• [Given problem] Copy the part of the listing that opens with the line containing "Would you be able to tag the tan" and closes with the line containing "(1212, 737)", leaving the pictures out.

• [Recorded data]

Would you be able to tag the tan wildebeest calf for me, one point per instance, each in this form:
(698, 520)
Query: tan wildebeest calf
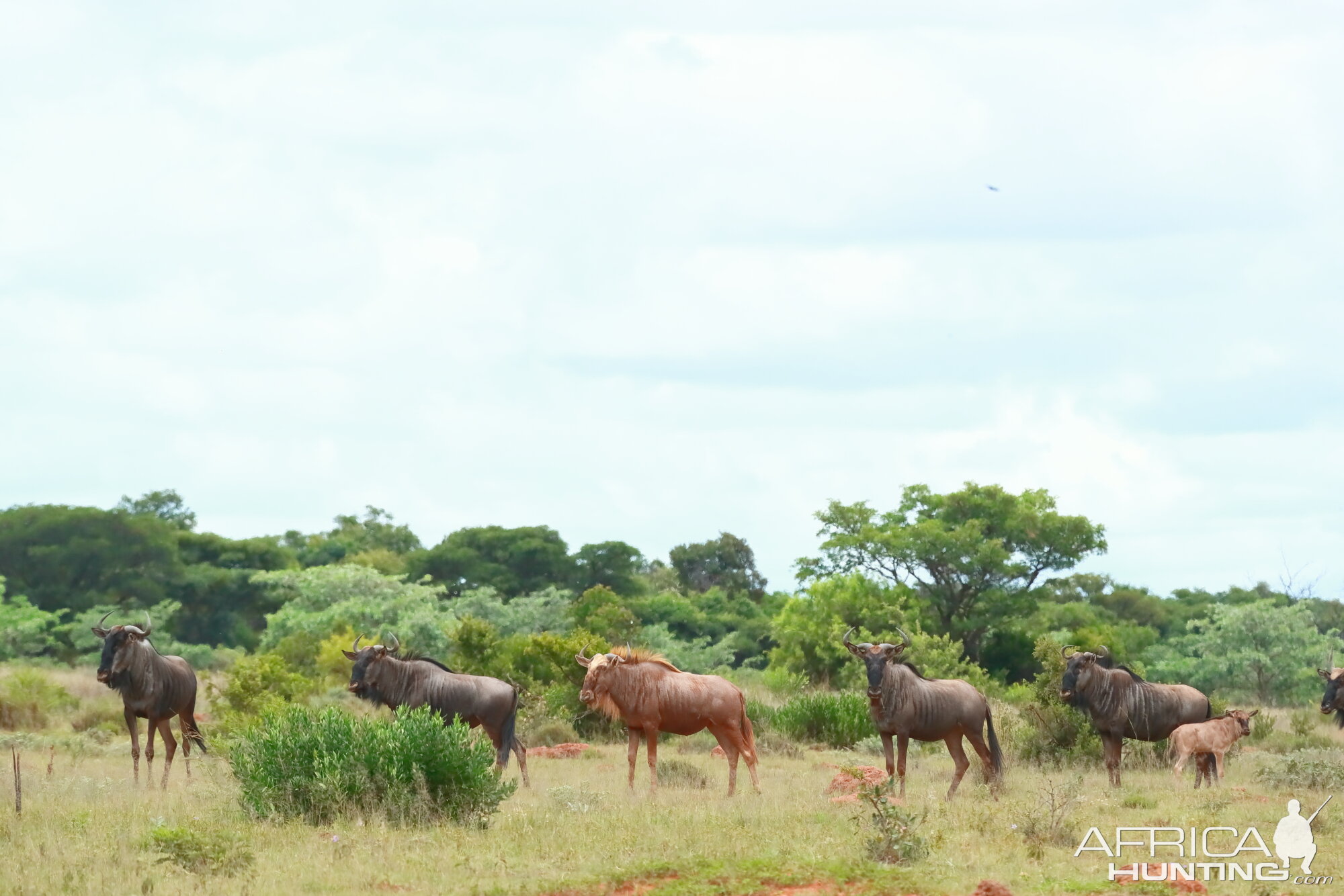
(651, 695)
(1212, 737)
...
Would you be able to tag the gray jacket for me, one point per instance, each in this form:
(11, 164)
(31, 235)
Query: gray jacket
---
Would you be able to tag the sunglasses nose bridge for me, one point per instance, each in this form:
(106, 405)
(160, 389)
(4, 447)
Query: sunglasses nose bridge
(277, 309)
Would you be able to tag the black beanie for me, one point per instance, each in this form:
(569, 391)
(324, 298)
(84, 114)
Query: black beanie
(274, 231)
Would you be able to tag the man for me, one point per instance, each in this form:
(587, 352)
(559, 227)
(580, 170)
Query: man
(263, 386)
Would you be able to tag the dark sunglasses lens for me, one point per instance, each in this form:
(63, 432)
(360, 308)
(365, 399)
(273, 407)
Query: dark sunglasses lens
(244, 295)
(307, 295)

• [Exercise output]
Would you be able to tag the tan wildebeest calf for me, one point per instance, each in this form:
(698, 520)
Query: tan wildebeest calf
(651, 695)
(1212, 737)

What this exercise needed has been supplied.